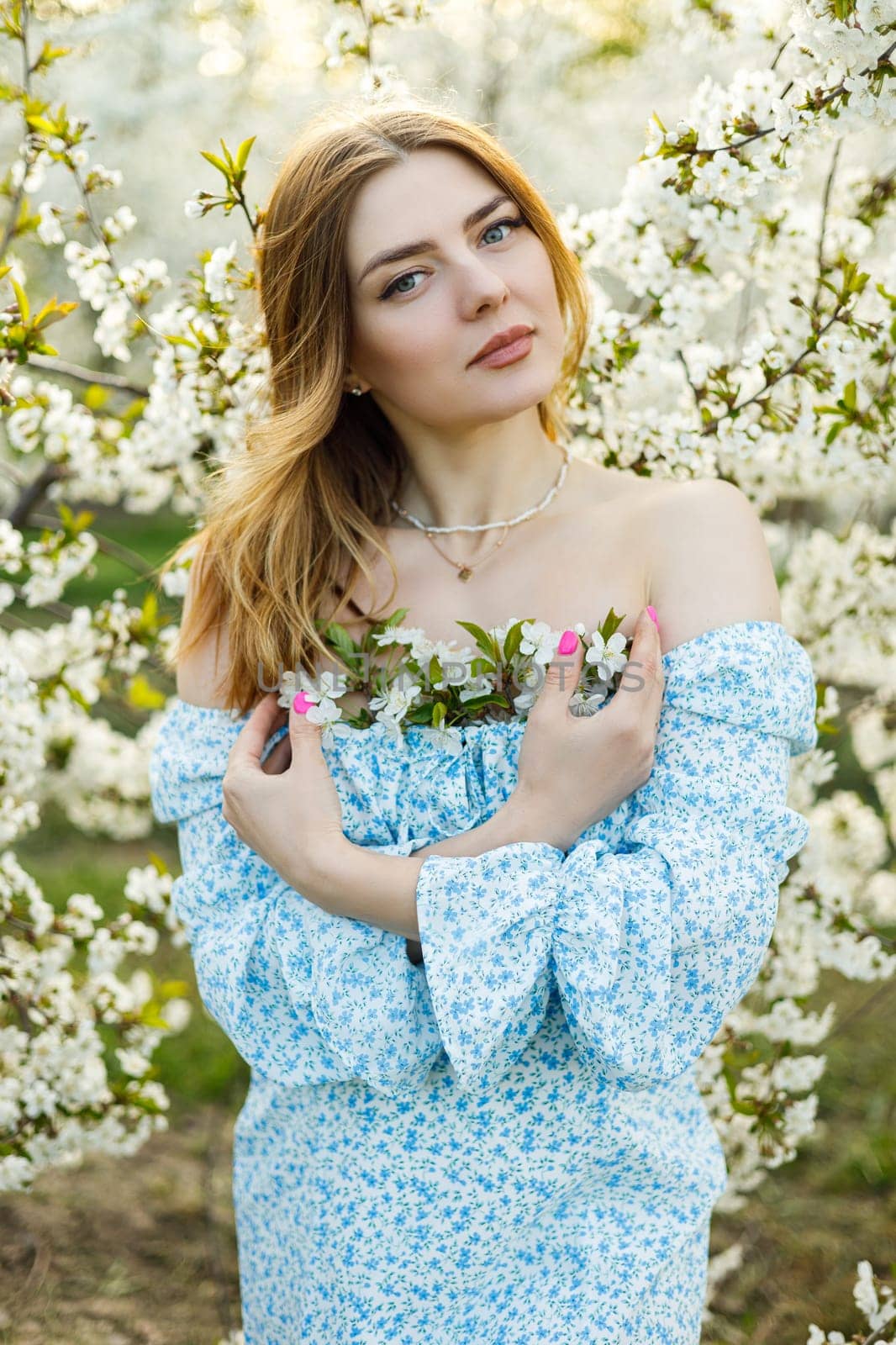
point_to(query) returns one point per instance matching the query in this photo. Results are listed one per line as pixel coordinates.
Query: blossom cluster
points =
(443, 686)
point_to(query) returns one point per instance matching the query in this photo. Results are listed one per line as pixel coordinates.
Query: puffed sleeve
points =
(485, 931)
(303, 994)
(656, 938)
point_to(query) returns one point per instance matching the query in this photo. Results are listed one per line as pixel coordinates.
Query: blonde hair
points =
(295, 511)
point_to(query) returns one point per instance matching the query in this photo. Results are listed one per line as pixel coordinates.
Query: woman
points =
(472, 977)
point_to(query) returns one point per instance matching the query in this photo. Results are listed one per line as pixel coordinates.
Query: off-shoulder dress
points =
(505, 1143)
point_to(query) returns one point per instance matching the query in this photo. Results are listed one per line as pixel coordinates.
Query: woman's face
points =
(419, 322)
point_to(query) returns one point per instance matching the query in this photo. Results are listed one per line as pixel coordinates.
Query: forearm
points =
(381, 889)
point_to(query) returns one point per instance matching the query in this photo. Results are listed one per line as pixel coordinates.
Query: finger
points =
(643, 672)
(253, 736)
(279, 757)
(564, 672)
(304, 735)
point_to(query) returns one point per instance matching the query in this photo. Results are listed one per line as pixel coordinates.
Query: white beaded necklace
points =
(465, 572)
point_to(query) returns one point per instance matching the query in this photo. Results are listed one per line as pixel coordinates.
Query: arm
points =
(658, 936)
(304, 995)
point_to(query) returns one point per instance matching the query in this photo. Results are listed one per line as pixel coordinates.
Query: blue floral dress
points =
(505, 1143)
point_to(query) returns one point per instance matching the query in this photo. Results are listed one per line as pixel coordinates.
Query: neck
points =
(490, 481)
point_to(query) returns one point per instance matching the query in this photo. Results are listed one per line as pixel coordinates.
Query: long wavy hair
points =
(293, 513)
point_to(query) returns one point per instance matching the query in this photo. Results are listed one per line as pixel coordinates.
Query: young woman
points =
(472, 974)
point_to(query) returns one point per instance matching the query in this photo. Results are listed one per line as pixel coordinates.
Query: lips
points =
(499, 340)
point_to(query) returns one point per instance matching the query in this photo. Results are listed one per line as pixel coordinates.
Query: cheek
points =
(412, 338)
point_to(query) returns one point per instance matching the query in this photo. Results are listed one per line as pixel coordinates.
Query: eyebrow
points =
(425, 244)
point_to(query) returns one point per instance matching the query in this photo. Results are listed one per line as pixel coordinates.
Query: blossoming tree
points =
(757, 343)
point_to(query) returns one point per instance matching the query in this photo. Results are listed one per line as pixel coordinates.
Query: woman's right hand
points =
(575, 770)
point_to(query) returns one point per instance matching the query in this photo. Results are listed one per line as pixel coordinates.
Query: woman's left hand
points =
(287, 810)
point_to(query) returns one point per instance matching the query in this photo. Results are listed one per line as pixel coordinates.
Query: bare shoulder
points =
(709, 562)
(201, 670)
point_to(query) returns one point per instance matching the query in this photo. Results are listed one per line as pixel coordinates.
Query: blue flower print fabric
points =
(505, 1143)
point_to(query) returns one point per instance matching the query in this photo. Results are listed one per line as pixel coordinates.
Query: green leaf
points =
(242, 152)
(482, 638)
(217, 163)
(24, 309)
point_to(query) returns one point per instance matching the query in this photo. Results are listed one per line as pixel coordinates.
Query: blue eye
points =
(390, 289)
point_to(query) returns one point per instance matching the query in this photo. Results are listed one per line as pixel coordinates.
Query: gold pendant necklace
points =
(465, 572)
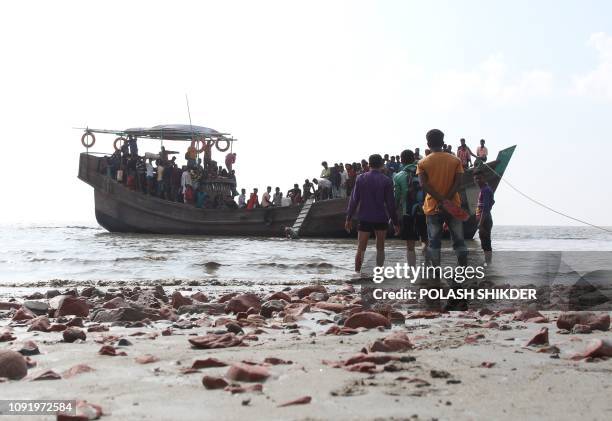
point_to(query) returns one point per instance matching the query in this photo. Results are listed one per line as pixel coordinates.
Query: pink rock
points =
(367, 319)
(23, 314)
(72, 306)
(247, 373)
(212, 382)
(178, 300)
(12, 365)
(299, 401)
(598, 348)
(73, 333)
(77, 369)
(242, 303)
(47, 375)
(540, 338)
(207, 363)
(306, 291)
(146, 359)
(213, 341)
(395, 342)
(596, 321)
(39, 324)
(335, 307)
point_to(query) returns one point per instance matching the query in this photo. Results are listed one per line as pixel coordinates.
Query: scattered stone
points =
(47, 375)
(71, 334)
(540, 338)
(213, 341)
(213, 382)
(12, 365)
(299, 401)
(247, 372)
(368, 320)
(596, 321)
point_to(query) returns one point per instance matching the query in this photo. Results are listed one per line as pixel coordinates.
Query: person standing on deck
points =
(242, 199)
(266, 201)
(253, 200)
(373, 194)
(464, 154)
(440, 176)
(409, 201)
(277, 199)
(486, 200)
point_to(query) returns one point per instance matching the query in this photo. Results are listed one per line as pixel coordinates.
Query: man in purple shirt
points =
(373, 194)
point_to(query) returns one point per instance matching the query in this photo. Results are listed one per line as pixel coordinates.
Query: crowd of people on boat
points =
(337, 181)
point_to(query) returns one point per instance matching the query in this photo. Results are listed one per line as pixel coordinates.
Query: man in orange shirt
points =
(440, 176)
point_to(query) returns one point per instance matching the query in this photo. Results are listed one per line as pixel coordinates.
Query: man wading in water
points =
(373, 194)
(440, 176)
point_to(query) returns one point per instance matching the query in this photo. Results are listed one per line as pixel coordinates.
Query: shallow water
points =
(39, 253)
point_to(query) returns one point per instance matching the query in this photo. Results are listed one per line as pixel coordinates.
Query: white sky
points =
(300, 82)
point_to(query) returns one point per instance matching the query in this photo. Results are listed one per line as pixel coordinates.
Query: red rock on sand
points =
(247, 373)
(244, 389)
(299, 401)
(200, 296)
(178, 300)
(279, 296)
(242, 303)
(341, 331)
(306, 291)
(395, 342)
(525, 315)
(47, 375)
(276, 361)
(111, 351)
(12, 365)
(7, 336)
(540, 338)
(598, 348)
(146, 359)
(367, 319)
(39, 324)
(423, 315)
(365, 367)
(213, 341)
(207, 363)
(472, 339)
(73, 333)
(77, 369)
(212, 382)
(71, 306)
(596, 321)
(23, 314)
(335, 307)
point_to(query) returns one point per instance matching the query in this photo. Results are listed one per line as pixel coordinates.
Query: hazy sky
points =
(299, 82)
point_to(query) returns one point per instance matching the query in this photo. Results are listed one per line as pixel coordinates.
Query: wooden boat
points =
(119, 209)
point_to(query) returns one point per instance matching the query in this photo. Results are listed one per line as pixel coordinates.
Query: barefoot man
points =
(373, 194)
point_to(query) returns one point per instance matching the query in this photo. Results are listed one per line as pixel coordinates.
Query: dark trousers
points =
(485, 232)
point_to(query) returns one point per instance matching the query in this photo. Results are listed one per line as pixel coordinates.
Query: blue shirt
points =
(373, 193)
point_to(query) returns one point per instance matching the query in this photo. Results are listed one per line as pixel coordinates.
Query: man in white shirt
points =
(265, 199)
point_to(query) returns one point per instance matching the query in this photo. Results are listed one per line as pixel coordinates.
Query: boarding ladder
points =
(297, 225)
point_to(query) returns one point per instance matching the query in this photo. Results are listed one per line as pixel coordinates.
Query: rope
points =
(537, 202)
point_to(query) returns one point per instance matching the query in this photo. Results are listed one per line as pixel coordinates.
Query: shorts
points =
(414, 227)
(372, 226)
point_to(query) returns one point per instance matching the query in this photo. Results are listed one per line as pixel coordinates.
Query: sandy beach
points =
(460, 365)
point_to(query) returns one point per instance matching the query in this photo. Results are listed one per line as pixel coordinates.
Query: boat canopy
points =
(185, 132)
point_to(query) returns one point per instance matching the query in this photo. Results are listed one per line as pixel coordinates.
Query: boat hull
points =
(119, 209)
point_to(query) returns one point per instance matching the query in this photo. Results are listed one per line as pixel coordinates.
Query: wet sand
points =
(456, 373)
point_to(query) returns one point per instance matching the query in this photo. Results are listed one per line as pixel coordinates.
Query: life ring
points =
(84, 138)
(120, 138)
(227, 145)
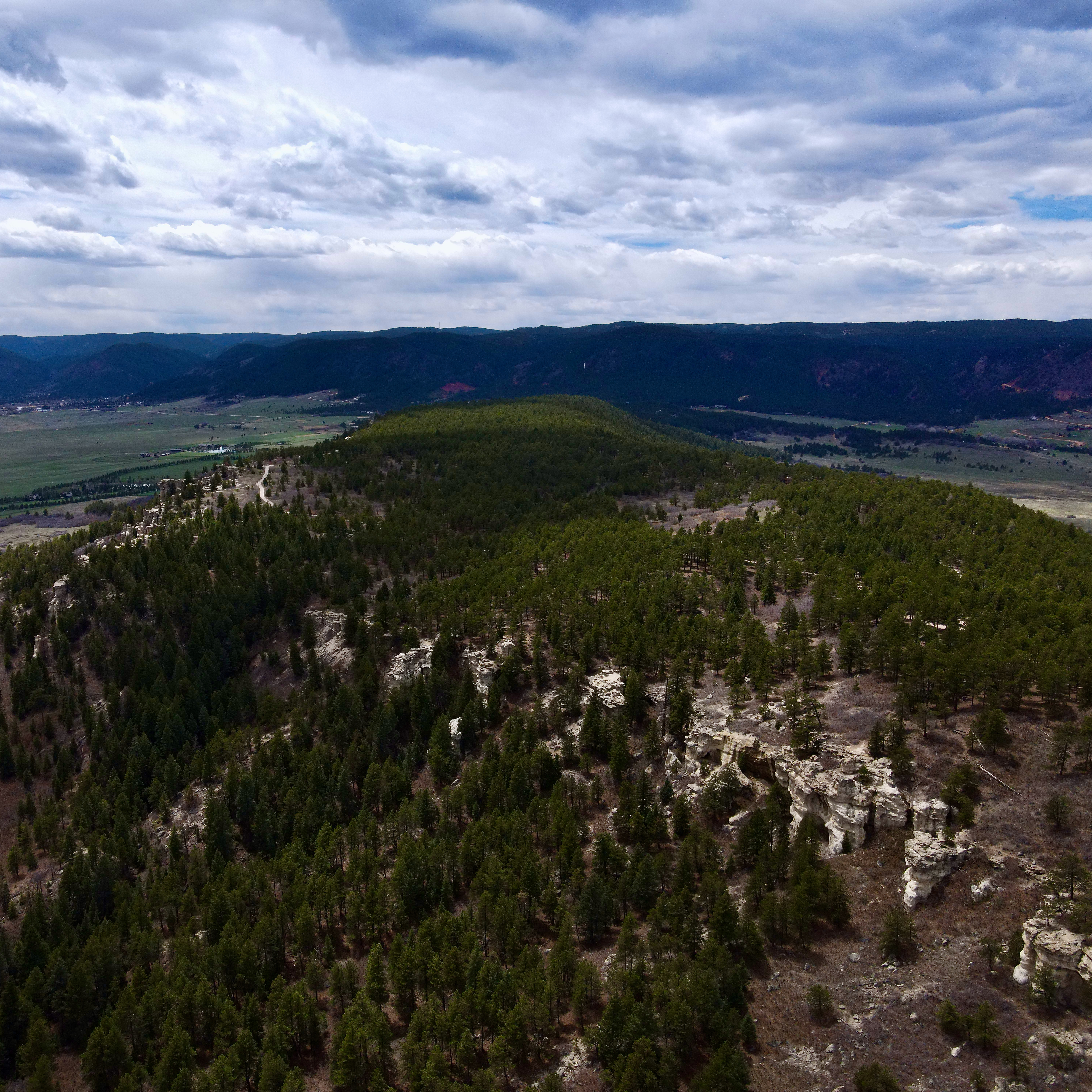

▸ **Task objective**: Please copy every line of the material above that contains the string "rock", matching case exactly.

▸ **Written answer**:
Query: pink rock
Query: red rock on sand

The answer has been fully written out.